**SHORT TASK**: Please copy, word for word, the lines of the material from the line with "Definition for annotators: for every instance of the dirt" up to and including the line with "[[33, 278]]".

Pointing records:
* begin *

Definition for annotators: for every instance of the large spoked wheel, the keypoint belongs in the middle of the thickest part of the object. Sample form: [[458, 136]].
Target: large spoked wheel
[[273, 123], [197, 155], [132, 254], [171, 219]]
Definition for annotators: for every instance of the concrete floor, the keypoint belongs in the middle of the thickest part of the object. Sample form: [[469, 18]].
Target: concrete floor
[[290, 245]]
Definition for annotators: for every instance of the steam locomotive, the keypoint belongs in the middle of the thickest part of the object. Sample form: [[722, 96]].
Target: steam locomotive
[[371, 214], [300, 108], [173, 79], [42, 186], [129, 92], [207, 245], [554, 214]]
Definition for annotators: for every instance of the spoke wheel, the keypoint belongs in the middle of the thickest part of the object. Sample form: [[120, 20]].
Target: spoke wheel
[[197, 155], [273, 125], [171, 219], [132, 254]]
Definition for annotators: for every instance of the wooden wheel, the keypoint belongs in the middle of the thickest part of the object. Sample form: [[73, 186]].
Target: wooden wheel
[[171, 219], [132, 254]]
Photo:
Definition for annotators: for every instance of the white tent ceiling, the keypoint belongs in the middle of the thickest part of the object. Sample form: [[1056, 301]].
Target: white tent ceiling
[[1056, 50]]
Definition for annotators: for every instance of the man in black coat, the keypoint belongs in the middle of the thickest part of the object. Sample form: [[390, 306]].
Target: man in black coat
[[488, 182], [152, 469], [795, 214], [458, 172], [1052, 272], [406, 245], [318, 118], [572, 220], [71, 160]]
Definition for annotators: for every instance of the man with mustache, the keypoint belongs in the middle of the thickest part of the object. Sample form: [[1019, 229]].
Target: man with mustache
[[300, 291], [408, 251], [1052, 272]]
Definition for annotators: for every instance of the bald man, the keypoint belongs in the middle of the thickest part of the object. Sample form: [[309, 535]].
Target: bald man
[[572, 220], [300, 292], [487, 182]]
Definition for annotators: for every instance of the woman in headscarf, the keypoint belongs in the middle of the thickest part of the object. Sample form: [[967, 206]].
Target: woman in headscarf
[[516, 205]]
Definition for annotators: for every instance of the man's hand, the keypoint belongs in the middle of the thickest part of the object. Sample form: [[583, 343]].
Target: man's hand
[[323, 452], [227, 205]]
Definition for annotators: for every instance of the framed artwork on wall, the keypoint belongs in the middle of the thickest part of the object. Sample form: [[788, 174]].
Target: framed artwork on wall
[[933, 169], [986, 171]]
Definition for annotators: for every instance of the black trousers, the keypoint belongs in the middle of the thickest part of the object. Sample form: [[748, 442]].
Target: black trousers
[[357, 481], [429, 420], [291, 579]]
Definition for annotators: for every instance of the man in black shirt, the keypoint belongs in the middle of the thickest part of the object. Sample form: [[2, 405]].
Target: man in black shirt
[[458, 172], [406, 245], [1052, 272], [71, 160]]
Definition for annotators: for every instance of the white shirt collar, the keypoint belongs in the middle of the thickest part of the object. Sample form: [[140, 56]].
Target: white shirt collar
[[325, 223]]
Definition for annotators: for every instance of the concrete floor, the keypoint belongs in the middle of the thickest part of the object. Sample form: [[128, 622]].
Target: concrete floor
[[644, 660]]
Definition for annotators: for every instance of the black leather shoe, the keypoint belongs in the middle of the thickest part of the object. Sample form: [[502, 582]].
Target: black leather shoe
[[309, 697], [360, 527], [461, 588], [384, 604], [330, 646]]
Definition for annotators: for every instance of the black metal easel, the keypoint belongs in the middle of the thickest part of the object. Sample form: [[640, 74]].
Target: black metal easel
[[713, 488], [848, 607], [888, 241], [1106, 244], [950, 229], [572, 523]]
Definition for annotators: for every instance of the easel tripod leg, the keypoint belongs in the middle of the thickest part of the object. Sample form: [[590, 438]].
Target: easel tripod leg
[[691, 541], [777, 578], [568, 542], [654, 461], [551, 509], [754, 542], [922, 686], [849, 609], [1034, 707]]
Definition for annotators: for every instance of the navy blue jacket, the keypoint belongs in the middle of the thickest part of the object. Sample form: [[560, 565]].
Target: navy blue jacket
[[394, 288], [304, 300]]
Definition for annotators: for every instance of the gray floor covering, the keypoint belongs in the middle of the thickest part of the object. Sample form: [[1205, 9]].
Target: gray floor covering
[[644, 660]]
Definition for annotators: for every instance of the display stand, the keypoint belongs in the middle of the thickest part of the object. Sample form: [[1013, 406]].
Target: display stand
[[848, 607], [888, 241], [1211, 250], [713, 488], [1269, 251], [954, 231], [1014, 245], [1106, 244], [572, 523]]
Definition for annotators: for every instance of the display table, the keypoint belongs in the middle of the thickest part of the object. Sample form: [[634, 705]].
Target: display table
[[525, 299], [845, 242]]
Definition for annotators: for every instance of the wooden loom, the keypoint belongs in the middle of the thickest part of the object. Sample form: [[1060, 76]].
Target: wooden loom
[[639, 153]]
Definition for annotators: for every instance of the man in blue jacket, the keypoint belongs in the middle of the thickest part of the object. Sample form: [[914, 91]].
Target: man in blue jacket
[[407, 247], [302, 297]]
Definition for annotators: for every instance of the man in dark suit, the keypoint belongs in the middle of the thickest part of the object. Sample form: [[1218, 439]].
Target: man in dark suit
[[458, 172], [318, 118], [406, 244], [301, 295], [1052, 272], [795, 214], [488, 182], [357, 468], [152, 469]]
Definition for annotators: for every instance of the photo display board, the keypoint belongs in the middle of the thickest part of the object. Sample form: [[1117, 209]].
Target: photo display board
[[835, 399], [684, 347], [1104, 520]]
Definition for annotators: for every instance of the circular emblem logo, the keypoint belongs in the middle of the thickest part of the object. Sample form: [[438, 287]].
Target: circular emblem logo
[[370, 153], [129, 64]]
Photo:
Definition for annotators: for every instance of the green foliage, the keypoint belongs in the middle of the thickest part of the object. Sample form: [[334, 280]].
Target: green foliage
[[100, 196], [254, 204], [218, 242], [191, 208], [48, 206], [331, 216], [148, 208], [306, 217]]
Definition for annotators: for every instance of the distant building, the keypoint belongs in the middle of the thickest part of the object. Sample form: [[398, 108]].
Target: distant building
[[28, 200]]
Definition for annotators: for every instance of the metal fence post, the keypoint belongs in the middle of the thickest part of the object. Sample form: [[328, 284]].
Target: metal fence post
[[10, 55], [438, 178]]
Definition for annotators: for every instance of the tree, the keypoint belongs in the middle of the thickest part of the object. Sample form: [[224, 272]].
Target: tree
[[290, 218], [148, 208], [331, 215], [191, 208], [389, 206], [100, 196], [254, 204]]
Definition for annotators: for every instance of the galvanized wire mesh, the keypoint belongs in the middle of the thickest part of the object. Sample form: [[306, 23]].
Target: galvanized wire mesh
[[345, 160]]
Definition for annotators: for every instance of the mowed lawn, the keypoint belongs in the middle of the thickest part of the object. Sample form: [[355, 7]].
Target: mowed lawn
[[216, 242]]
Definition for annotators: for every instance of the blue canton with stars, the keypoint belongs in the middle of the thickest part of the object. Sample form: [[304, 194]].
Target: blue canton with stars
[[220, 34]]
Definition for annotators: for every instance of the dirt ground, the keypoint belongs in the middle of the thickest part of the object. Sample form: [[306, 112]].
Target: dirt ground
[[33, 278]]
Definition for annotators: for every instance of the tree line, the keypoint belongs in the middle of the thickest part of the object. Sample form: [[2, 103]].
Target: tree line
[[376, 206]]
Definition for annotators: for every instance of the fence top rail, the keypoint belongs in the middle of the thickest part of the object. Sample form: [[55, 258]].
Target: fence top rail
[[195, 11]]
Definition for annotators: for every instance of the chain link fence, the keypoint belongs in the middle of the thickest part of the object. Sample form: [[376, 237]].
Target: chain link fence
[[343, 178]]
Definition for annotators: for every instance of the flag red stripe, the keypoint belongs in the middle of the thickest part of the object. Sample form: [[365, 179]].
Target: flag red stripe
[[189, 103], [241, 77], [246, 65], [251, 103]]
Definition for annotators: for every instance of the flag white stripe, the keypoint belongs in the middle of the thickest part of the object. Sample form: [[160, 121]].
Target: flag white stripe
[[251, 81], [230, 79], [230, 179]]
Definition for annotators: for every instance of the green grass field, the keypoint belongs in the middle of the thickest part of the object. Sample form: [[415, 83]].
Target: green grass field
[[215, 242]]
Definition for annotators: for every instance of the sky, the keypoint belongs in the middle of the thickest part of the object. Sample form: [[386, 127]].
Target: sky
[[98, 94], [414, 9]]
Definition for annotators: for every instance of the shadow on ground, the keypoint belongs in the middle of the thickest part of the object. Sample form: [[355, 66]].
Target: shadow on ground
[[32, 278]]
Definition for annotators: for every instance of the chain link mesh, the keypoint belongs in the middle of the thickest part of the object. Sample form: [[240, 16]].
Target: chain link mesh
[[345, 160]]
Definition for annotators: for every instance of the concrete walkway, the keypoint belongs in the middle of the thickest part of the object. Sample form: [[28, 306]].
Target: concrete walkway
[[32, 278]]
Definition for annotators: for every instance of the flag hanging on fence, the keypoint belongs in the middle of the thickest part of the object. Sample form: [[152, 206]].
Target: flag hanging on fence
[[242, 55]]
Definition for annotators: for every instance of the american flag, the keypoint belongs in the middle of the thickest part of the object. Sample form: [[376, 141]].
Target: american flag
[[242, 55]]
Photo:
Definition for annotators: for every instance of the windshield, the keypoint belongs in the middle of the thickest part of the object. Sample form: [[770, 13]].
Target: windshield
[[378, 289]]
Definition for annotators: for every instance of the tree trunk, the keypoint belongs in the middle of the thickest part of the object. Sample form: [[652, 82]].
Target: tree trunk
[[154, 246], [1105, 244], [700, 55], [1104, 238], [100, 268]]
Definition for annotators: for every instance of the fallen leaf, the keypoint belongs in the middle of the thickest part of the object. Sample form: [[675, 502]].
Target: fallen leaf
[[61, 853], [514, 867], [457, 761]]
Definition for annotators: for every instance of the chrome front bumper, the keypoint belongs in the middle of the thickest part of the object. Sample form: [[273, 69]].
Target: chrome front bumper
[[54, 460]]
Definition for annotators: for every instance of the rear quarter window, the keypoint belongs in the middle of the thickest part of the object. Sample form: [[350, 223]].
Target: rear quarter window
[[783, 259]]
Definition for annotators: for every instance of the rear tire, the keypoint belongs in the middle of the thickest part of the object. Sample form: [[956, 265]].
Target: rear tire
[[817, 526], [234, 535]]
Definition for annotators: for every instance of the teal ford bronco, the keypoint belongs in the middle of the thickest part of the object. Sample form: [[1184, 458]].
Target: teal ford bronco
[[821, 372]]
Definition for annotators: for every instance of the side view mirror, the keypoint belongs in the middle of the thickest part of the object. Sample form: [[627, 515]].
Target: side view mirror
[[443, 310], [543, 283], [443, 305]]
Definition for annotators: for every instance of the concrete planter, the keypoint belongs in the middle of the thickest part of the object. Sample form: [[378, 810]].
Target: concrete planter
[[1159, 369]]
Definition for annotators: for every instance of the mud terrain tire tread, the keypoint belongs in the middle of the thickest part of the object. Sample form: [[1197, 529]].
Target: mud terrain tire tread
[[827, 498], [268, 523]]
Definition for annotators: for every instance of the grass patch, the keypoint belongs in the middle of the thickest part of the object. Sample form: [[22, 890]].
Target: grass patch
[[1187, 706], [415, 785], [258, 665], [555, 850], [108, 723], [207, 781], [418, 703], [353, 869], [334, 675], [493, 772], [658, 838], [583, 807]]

* end *

**WRITTEN ANSWER**:
Definition for annotators: for every instance of the dirt ground, the keypoint belongs in the middle of the thickest part of the object. Sample form: [[306, 112]].
Target: dirt ground
[[33, 278]]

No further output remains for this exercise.